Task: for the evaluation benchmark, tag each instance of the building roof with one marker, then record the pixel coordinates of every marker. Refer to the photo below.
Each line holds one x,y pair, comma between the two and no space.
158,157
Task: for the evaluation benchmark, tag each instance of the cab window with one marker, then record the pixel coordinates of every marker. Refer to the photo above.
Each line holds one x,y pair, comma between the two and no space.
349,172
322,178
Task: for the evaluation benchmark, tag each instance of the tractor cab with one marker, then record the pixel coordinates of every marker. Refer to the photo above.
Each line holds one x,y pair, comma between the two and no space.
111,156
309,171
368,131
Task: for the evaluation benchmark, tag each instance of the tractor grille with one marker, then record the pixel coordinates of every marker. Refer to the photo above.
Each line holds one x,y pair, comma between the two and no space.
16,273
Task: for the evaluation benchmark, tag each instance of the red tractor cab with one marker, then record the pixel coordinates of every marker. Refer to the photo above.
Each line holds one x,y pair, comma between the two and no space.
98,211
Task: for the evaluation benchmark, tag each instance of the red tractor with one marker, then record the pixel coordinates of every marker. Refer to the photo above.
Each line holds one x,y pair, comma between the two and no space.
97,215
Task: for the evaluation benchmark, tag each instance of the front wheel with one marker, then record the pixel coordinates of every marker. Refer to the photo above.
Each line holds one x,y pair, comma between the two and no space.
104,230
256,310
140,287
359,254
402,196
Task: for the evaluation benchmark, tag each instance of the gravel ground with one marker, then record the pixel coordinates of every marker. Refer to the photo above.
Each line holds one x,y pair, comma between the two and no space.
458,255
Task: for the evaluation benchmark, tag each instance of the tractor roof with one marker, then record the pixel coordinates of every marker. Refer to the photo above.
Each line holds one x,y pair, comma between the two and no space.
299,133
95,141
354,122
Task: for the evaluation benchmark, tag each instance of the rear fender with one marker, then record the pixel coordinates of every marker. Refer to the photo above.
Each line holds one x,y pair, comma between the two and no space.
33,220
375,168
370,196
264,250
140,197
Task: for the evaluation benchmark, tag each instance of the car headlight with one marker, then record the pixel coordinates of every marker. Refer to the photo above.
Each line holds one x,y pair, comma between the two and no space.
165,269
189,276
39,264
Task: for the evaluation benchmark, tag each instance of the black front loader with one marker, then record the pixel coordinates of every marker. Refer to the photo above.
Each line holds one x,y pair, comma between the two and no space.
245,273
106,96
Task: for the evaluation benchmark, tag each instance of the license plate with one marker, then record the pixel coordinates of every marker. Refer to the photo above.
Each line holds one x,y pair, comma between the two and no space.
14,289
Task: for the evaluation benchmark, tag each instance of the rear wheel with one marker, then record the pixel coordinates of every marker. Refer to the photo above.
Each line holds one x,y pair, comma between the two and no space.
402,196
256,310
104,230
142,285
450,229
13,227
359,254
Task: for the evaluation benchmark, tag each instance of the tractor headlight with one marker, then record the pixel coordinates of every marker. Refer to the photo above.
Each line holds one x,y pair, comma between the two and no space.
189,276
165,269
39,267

» What is being asked: Edit the listing above so that every "evaluation benchmark" reads "validation set", and leave everything else unchanged.

» Exercise answer:
Task: for the validation set, tag each instance of the building roof with one marker, then record the pixel coordinates of every marker. Refer to the photo below.
Each line holds one x,y pair, comma between the two and no space.
158,157
Task: for the validation set, tag each instance of the cab window with one marker, then record the pixel coordinates of every marker. Refer to the photo above.
Each line holds one x,y pair, comma between the two and no space.
349,172
322,178
Task: for the validation set, tag each instance of the tractor cab with one marker, then record the pixel coordinates of every marker. Refer to the photo above.
Each line holds one x,y pair, comma between the two and no space.
111,156
309,171
368,131
Task: for the validation set, tag each instance of the tractor grille with one marker, then record the pixel coordinates of every marker. Refer to the photo above.
Each line holds one x,y pair, comma between the two and no space.
16,273
Task: for the validation set, tag each instance of the red tractor cab with one marker, then record the pixel coordinates of every marker. Refer to the photo above.
Each line holds one x,y pair, comma between the two and no space.
98,211
Task: for the validation set, tag each instance of the red tractor with one marker, then record the pixel coordinates of every marker. Refer to the photo above.
Each line holds one x,y pair, comma between the two and no space.
97,215
Task: for the validation set, tag each instance of the front wheel with one marker, then record the pixel coordinates of every marker. Refer to the photo above.
Each line holds one x,y pair, comma between the two and no space.
104,230
256,310
140,287
359,254
402,196
Task: for the validation set, tag each instance of the gravel ground with one marker, then record the pixel coordinates of every marker. Refer to the photo above.
Each line holds one x,y pair, comma between the two and no space.
458,255
Task: for the validation set, tag each instance of the tractor roof with one marker, then record the pixel coordinates of every marker. Refer to the photo above.
Each line holds one x,y pair, comma between the two and no space.
299,133
95,141
354,122
Task: for the validation set, tag each instance of the rear fender with one marker, then record the pixel coordinates of every marker. Refer to the photo above.
Each line holds one x,y pair, comma between the two and no space.
33,220
375,168
370,196
264,250
140,197
Task: for the validation set, tag each instance of the car headlight with one marker, then record the pixel coordinates of every marker. Refer to the photo above.
Each line holds one x,y pair, comma between the two and no space.
165,269
189,276
39,264
Task: for the validation set, tag each instance of the black front loader with one marker, then record the pixel coordinates of every marker. Refer to the photo above.
Each line holds one x,y pair, comma between the two and no space.
245,273
106,96
Task: for the validation set, tag each instance of the license plate with one marker, then record the pixel coordinates of every marker. Refer to the photo above.
Each line holds one x,y pair, comma between the two and no space.
14,289
Task: for the validation set, tag each instance of the rear wheel with one marker, then record the pixel coordinates of every marker. Refer to the photo above.
Each line holds one x,y pair, comma between the two and no space.
402,196
256,310
104,230
142,285
450,229
13,227
359,254
Task: for the validation set, tag each instance of the tractor headlight with one marker, then record the pixel coordinates of every marker. Refer to the photo above.
Each line holds one x,y pair, comma between the two and no space.
189,276
165,269
39,267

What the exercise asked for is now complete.